→ **Instruction**:
Copy every item below verbatim, preserving each character and line break.

→ **Data entries**:
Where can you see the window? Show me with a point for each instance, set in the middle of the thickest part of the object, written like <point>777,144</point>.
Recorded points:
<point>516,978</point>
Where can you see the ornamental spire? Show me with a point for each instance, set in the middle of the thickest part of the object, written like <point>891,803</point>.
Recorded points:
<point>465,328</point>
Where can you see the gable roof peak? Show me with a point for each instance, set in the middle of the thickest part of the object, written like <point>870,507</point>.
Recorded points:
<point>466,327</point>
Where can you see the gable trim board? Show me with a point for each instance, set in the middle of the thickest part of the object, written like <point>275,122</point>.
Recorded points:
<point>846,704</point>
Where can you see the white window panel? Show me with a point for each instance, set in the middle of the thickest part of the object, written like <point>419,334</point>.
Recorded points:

→ **Solution for this exercise**:
Where can you see the window? Show me with a point for each instance, set in the middle of the thickest part of the object, written like <point>777,144</point>.
Recorded points:
<point>516,978</point>
Where can you see the ornamental spire? Show me with a point for each instance, set in the middle of the thickest part of the object, written like <point>891,803</point>.
Recorded points:
<point>465,328</point>
Where can you see the gable roof peak? Show me with a point for each instance, set in the middle of the thickest part of the object, written like <point>870,507</point>.
Recorded points:
<point>466,327</point>
Where can you see the gable trim board? Show me with a point for each instance, set in the middle of the thickest part of the object, written like <point>275,122</point>.
Recorded points:
<point>846,704</point>
Where can you see the white window panel? Show me with a point for each instance, set in the middle of the thickest part of the object, written like <point>419,334</point>.
Recorded points:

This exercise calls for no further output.